• [Document passage]:
Jacques Mattheij on: Networking without going places - bensummers
http://swombat.com/2011/2/21/jacques-mattheij-networking-without-going-places
======
edw519
I have also found most networking (of any kind) to be an inefficient use of my
time. At most events, I always had a little voice in my head saying things
like, "Instead of being here, I could be building <x>," or "What could
possibly come out of this discussion?" I'm also frustrated because so many
events don't have my prospects, but "people who know people who know people
who may know a potential prospect of mine".

I have taken a totally different approach. It's really simple and maybe even
counter-intuitive. Hear me out:

Be excellent. Better yet, be _very_ excellent. In everything you do.

If my customer doesn't think I'm their best vendor, then I have failed.

This applies to _everything_. In the work that I do. In the products I supply.

• [Stored records]:
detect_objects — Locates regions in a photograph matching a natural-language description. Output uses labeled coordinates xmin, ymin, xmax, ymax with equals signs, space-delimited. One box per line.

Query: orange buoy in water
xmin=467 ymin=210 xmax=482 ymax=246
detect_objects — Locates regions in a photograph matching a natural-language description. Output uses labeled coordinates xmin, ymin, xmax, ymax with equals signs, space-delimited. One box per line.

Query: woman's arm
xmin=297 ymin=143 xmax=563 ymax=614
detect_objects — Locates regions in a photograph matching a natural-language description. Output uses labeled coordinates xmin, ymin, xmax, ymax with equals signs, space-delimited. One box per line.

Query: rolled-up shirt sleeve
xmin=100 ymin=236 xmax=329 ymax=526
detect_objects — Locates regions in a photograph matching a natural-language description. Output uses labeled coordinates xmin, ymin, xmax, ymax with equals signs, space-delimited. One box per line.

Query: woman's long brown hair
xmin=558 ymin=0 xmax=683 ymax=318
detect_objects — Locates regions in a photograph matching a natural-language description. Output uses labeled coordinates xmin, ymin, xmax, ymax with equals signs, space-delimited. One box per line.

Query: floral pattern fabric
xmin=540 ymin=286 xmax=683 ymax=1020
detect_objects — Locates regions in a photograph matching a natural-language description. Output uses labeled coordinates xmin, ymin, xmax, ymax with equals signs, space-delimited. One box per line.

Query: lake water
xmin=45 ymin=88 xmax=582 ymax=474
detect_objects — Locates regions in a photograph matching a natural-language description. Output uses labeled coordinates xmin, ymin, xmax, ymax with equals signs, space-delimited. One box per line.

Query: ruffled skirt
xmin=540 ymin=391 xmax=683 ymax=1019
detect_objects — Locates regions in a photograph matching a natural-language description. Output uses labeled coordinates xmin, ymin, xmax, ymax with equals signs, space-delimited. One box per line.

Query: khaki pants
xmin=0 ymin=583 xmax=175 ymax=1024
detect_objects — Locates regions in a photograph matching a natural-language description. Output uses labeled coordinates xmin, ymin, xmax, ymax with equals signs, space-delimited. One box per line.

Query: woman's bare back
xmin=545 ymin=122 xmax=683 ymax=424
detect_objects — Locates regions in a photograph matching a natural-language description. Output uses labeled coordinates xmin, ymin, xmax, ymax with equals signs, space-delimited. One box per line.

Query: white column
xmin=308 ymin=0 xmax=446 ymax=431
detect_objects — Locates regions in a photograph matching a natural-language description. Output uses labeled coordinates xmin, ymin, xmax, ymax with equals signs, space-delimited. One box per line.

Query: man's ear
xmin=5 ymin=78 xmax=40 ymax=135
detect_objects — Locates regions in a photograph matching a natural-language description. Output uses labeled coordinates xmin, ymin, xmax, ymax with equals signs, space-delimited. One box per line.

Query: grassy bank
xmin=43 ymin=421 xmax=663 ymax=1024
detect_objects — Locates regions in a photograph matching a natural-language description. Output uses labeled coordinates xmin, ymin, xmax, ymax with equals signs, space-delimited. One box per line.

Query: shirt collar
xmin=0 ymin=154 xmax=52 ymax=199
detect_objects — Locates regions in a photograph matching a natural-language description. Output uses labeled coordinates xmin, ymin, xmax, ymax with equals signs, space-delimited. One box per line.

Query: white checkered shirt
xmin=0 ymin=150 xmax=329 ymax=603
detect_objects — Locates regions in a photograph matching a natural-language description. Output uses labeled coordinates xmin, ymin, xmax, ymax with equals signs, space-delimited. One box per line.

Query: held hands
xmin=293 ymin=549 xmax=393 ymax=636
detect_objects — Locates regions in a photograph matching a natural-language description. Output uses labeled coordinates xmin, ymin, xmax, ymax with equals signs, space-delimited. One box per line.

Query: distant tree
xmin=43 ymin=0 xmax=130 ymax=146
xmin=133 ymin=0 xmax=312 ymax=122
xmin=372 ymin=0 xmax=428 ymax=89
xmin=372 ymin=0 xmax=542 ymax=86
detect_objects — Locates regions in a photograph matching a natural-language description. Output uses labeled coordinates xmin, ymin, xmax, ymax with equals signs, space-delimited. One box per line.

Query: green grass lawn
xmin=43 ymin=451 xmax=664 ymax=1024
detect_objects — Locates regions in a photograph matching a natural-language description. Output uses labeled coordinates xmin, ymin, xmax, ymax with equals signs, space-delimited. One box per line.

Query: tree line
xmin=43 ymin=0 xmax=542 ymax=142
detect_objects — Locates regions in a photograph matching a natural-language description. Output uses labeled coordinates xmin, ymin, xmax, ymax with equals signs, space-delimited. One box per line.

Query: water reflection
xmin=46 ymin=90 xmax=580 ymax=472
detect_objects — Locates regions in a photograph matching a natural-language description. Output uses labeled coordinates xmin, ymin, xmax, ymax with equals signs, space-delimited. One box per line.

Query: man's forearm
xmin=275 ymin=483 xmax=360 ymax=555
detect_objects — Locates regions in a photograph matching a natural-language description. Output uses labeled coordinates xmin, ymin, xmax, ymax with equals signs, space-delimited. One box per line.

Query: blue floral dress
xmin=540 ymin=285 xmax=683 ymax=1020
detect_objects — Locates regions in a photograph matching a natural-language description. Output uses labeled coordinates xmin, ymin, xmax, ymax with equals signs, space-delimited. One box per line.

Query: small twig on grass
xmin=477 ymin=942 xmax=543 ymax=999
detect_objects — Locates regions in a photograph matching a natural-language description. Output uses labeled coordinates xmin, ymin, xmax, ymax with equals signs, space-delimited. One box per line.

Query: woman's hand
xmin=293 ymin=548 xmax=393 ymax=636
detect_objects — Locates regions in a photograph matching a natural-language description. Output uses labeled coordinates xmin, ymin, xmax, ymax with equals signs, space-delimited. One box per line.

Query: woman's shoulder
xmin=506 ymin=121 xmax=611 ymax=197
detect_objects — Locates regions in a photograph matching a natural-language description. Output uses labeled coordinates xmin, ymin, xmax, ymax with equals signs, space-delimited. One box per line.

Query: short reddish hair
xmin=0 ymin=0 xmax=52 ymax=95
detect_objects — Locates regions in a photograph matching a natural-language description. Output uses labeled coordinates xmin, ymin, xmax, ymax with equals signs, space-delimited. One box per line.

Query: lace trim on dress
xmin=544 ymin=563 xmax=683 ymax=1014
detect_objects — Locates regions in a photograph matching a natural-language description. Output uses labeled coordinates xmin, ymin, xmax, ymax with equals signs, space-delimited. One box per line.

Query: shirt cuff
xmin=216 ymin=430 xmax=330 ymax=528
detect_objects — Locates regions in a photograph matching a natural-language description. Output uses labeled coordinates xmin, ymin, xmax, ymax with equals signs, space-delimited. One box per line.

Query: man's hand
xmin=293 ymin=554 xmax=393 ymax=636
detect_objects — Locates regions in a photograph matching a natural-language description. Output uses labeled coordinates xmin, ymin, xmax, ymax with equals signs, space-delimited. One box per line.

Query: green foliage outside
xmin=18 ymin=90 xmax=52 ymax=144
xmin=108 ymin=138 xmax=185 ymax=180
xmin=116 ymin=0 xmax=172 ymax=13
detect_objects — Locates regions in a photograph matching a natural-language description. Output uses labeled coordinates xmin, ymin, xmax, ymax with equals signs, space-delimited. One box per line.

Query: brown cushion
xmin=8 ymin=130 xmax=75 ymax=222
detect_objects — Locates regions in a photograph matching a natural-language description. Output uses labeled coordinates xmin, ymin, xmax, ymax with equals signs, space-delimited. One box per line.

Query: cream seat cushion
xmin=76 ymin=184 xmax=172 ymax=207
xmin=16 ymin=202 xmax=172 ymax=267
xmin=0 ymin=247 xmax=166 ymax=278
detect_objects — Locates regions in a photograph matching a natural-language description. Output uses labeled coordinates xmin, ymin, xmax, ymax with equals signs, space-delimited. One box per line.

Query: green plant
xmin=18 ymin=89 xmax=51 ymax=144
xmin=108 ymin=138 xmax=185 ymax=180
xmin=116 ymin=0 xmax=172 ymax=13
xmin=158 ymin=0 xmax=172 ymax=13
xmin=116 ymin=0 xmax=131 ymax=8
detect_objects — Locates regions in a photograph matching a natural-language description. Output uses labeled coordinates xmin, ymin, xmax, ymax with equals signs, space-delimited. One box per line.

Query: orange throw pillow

• [Set tasks]:
**A)** Reproduce the stretch of the networking thread from "Be excellent. Better" through "products I supply.".
**B)** Write the next part of the thread on networking without going places, picking up after its final sentence.

• [Task-by-task outputs]:
**A)**
Be excellent. Better yet, be _very_ excellent. In everything you do.

If my customer doesn't think I'm their best vendor, then I have failed.

This applies to _everything_. In the work that I do. In the products I supply.

**B)**
In the fun their people have with me. In the "outside their box" thinking
about every project. In the communication. In the failsafe processes of doing
business (Yes, I double check that some has double checked.) In thinking 2
steps ahead of them. In being a trusted partner in that part of their
business. In pristine ethics (Don't underestimate this one; one slip
neutralizes _everything else you've ever done_.)

When I conduct business this way, I become a magnet to those who need my
services. I call this "passive networking". I spend no time networking, no
time marketing, pay no referrals, and focus completely on my customers. They
know and appreciate this. When one of their colleagues mentions a concern at
_their_ networking meeting, their Tech Club, their restaurant, or in a
discussion with their vendors and customers, they think of me. When they care
about the people they know, they want the best for them. I always want to be
thought of in this way. IMO, _this_ is the definition of totally efficient
marketing.

I know it sounds awfully old school and like a cop-out, but doing everything I
can to make myself a magnet is the best thing I ever did for my business. So
instead of wasting 99% of my time with strangers, I spend it directly
investing 100% of it in people that already matter.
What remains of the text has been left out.